> [WHAT IS ASKED]:
Extract each line below that contains the word "every", and copy those lines unchanged.

— start EXERCISE INPUTS —

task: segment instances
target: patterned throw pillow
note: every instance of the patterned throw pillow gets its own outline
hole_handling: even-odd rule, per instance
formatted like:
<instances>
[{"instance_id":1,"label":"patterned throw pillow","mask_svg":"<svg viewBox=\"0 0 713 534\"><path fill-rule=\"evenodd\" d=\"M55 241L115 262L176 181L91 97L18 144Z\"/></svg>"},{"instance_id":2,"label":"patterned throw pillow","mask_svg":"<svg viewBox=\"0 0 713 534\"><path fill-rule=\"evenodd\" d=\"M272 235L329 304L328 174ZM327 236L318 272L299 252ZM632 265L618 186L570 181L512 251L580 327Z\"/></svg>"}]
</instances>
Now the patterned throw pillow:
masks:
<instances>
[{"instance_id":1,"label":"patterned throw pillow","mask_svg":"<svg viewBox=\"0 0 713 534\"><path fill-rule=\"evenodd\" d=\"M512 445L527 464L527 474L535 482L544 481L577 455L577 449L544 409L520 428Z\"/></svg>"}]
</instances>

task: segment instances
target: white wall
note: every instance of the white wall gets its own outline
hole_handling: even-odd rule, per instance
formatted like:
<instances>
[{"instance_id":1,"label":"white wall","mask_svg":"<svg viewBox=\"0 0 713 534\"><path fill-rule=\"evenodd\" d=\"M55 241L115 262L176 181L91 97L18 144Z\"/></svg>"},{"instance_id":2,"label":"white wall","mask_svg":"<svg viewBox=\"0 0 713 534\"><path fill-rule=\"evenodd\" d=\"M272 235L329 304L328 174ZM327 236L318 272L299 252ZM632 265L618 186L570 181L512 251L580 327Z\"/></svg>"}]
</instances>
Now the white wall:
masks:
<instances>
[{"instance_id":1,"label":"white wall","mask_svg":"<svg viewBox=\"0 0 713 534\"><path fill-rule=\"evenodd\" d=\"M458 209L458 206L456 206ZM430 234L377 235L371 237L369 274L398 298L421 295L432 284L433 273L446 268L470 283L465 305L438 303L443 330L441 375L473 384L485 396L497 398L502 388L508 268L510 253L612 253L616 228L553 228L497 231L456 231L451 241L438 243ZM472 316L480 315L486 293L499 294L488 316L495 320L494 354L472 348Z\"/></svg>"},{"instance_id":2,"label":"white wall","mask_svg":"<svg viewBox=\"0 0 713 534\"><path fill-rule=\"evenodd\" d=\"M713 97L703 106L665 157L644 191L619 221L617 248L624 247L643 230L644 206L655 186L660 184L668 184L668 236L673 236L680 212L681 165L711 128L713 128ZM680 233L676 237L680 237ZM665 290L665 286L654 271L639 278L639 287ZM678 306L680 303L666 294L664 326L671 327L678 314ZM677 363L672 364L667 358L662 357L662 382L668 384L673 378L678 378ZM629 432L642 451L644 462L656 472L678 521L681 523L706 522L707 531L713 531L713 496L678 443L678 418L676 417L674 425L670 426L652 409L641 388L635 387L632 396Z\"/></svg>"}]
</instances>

— end EXERCISE INPUTS —

> [TASK RESPONSE]:
note: every instance of the patterned throw pillow gets its own outline
note: every instance of the white wall gets its own outline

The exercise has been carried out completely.